# EXERCISE INPUTS
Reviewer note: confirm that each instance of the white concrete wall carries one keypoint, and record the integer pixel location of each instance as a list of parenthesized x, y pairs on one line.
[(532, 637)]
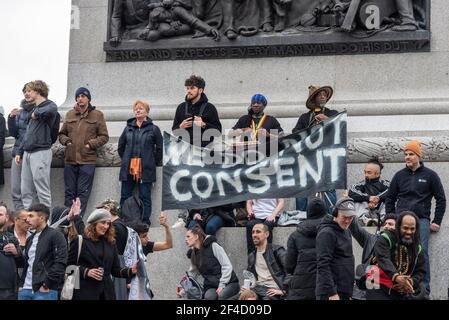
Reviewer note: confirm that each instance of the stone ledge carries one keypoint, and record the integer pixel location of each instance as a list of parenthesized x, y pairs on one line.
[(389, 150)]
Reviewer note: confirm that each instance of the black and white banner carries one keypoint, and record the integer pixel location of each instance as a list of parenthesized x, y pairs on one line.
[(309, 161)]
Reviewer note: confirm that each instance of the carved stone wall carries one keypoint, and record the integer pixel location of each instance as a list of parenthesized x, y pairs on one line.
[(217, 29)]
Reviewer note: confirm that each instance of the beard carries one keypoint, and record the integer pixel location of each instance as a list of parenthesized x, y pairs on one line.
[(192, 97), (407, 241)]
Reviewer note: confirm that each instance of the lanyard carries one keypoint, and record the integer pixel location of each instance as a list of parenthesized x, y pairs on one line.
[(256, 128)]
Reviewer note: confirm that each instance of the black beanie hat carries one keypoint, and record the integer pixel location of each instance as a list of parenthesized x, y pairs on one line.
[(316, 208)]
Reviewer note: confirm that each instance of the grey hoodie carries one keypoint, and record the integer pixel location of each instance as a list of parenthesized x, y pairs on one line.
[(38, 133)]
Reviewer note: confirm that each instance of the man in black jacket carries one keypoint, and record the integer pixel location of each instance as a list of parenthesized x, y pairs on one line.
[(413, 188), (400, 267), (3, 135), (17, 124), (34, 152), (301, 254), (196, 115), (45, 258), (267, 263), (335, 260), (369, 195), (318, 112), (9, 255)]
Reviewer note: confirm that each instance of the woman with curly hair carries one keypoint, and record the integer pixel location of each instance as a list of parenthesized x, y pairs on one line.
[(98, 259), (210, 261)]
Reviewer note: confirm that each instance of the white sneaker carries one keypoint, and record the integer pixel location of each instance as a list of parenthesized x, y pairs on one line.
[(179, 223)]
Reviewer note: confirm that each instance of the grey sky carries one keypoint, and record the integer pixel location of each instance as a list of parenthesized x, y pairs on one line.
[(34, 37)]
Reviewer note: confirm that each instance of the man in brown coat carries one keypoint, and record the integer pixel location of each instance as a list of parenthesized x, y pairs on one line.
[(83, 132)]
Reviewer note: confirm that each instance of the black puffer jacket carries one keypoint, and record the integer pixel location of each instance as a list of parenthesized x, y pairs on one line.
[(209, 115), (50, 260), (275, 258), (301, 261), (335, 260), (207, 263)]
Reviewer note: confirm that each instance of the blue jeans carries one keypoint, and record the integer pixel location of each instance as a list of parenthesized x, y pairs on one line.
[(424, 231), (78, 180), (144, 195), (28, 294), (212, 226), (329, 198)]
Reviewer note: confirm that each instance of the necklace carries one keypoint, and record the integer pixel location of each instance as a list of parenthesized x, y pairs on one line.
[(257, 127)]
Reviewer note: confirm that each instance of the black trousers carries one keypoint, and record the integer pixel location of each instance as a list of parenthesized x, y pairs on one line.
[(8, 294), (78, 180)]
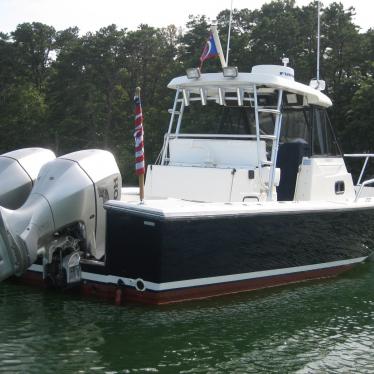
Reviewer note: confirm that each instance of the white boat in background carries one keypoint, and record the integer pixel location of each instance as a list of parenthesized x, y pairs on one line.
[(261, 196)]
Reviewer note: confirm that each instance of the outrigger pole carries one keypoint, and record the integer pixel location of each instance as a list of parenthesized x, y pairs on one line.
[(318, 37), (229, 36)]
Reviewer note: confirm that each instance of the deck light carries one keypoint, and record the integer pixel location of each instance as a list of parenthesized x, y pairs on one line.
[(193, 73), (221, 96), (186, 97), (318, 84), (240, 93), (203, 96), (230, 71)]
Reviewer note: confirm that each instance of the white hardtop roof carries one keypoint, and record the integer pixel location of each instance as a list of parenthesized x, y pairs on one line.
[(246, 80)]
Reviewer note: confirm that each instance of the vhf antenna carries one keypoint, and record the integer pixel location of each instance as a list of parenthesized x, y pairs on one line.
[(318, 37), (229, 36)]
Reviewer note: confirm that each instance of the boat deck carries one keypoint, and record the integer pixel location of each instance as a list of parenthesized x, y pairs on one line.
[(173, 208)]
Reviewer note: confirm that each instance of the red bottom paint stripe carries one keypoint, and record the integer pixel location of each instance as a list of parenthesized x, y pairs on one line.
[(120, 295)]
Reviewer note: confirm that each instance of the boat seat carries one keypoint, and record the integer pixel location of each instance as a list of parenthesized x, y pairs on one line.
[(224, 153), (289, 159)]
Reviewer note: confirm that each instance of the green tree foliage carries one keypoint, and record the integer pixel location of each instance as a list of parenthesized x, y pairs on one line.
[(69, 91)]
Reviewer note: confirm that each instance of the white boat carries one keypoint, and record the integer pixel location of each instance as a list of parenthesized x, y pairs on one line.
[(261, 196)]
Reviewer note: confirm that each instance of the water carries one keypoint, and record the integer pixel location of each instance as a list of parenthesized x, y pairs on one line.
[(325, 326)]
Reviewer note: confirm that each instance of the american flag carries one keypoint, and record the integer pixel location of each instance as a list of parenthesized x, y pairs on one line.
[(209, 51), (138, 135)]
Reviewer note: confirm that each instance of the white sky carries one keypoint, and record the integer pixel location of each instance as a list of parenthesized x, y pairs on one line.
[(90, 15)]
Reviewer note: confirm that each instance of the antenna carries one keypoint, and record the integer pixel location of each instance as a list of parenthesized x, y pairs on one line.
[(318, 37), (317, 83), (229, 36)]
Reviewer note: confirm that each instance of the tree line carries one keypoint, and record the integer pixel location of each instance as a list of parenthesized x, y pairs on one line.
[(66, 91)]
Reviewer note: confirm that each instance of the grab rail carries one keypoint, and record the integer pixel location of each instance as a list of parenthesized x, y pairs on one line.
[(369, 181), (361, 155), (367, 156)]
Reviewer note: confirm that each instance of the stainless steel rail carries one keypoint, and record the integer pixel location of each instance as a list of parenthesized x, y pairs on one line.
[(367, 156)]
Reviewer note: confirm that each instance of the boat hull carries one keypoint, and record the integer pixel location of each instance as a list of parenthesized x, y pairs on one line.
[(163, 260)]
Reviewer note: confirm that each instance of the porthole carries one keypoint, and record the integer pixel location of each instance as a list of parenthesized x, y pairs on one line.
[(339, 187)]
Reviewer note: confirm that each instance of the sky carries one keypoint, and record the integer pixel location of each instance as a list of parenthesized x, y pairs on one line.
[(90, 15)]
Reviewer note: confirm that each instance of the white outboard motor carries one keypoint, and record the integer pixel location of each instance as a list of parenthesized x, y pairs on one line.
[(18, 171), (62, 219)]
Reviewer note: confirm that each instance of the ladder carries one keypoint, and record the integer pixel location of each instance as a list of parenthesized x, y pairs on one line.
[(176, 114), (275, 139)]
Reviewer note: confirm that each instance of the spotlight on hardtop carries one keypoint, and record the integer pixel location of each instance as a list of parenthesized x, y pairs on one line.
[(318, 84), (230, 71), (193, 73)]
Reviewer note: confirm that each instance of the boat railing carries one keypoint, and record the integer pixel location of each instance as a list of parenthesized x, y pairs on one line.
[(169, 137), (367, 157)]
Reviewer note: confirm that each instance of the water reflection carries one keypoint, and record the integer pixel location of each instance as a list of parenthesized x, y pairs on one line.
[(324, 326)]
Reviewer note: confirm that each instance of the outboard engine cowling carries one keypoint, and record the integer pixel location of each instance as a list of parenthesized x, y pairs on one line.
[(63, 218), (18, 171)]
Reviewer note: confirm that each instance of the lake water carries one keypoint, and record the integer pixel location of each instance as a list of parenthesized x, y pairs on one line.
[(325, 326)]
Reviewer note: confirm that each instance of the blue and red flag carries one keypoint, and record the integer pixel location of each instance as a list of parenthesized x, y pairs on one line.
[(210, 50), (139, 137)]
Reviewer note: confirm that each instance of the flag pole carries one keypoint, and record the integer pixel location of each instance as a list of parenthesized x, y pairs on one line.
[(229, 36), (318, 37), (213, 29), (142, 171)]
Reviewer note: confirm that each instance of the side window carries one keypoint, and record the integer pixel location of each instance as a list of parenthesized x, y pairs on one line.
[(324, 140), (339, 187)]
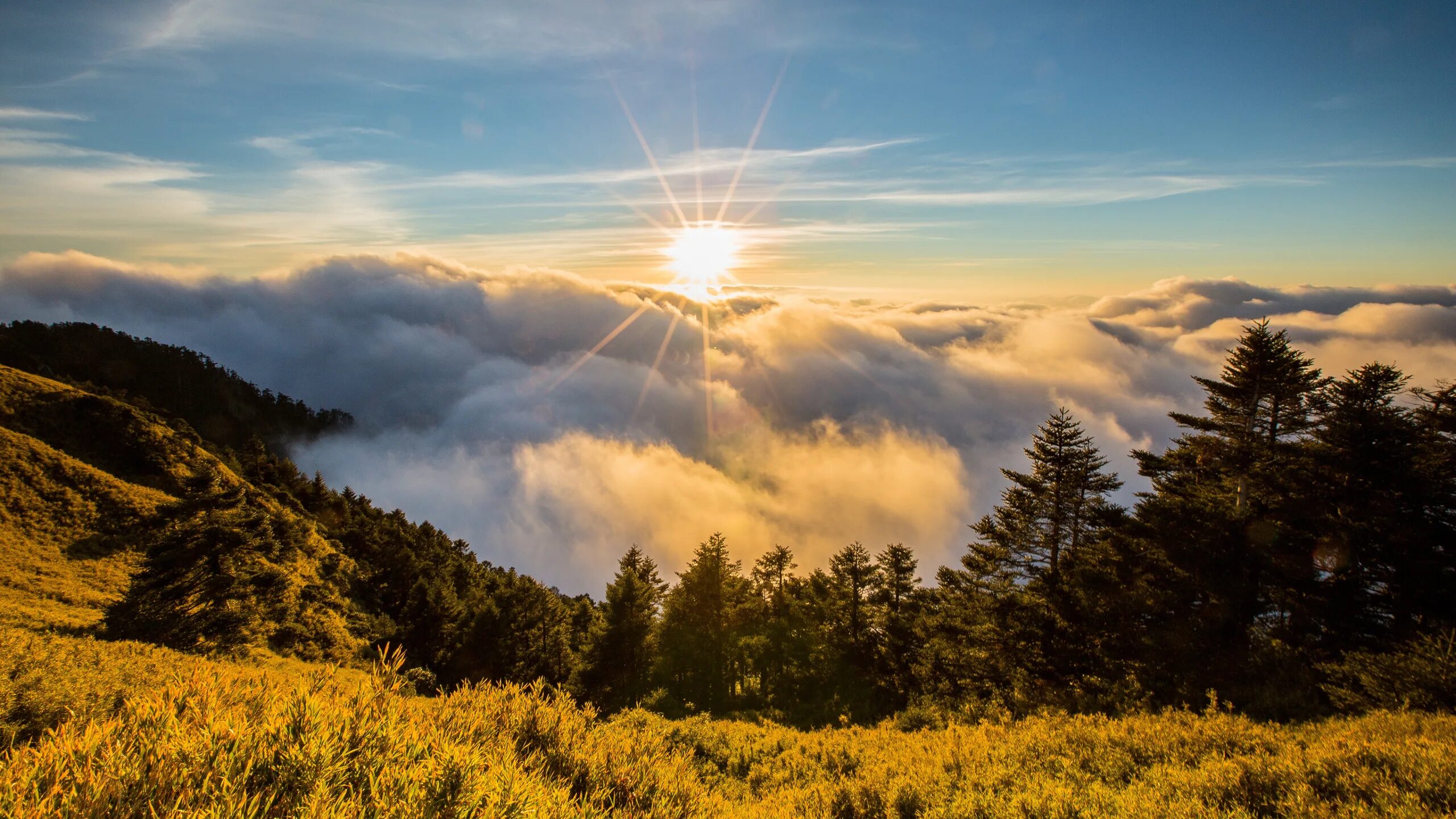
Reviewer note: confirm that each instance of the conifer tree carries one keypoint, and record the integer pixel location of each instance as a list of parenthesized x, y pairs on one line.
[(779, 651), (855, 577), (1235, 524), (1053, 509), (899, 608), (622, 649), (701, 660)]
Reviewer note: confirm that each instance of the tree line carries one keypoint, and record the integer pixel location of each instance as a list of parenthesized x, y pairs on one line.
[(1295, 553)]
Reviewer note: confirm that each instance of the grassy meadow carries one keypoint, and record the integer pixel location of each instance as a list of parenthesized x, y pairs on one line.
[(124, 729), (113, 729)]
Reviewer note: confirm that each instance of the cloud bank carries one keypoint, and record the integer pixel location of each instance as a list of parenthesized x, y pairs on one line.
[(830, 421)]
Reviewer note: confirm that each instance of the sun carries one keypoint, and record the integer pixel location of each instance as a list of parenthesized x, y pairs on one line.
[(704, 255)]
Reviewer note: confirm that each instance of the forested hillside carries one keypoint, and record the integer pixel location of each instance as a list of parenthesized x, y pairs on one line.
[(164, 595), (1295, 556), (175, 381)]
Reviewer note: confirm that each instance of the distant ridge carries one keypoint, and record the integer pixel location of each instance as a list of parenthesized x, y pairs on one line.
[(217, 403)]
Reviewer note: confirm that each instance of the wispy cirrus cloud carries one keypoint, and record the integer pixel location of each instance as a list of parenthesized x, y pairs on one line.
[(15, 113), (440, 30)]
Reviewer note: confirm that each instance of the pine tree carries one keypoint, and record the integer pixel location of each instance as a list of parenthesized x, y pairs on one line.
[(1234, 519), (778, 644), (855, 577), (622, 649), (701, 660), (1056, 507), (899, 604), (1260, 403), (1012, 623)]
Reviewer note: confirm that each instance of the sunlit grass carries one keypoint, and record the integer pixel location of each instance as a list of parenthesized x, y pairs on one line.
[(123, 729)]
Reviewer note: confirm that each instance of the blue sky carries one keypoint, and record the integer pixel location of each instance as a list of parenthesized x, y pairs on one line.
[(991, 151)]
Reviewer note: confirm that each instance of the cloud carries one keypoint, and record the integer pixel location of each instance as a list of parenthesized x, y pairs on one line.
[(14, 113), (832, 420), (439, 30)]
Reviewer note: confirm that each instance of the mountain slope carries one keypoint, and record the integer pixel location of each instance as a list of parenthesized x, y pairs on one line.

# REQUIRED TASK
Could you reproduce the entries above word for word, starting at the line that contains "Reviewer note: confirm that each instance of the antenna" and stopping after the line that contains "[(176, 114), (275, 139)]", with both of those lines included?

# CORRECT ANSWER
Reviewer note: confirm that each instance of the antenna carries one keypoint, and record the integer pixel location of each instance as a list of parenthesized x, y pairs on one line.
[(318, 37), (317, 83), (229, 36)]
Reviewer note: confirm that each instance of the tree line carries one keypoint, and record the integer pixel location of each instance as a list of parenthesized x, y pairs on one line.
[(66, 91)]
Reviewer note: confirm that each instance of the grab rail carries one keypoint, and record the integer pixel location of each instance as a list of parenthesized x, y pairs on one line.
[(369, 181), (361, 155), (367, 156)]
Reviewer note: confirm that each instance of the stainless steel rail carries one keypoint, and record the integer pixel location of each instance as a list of parenthesized x, y pairs on one line.
[(367, 156)]
Reviewer note: confirm that each instance of the boat hull carries one keypoint, and record the integer pixel location of each instance as a list of parenthesized x, y pairs on one line.
[(163, 260)]
Reviewer note: confirm that each instance of the porthole carries one keypoint, and record the integer pixel location of each instance as a list of parenthesized x, y pairs on one line.
[(339, 187)]
Reviewer note: confirm that each instance of the sky carries one keypoint, and record the integer pixel location of each instance as a list of parenthesized x, y pairs on one line.
[(90, 15)]
Reviewer note: confirm that each instance of the white outboard motor carries one keypoint, and record the integer pixel location of each instance as a list of parenthesized x, y pairs on one line.
[(18, 171), (62, 219)]
Reviewer note: confirm that each instance of the ladder carries one keypoint, and record the integer pixel location of each instance as a list of parenthesized x, y pairs on one line.
[(176, 114), (275, 139)]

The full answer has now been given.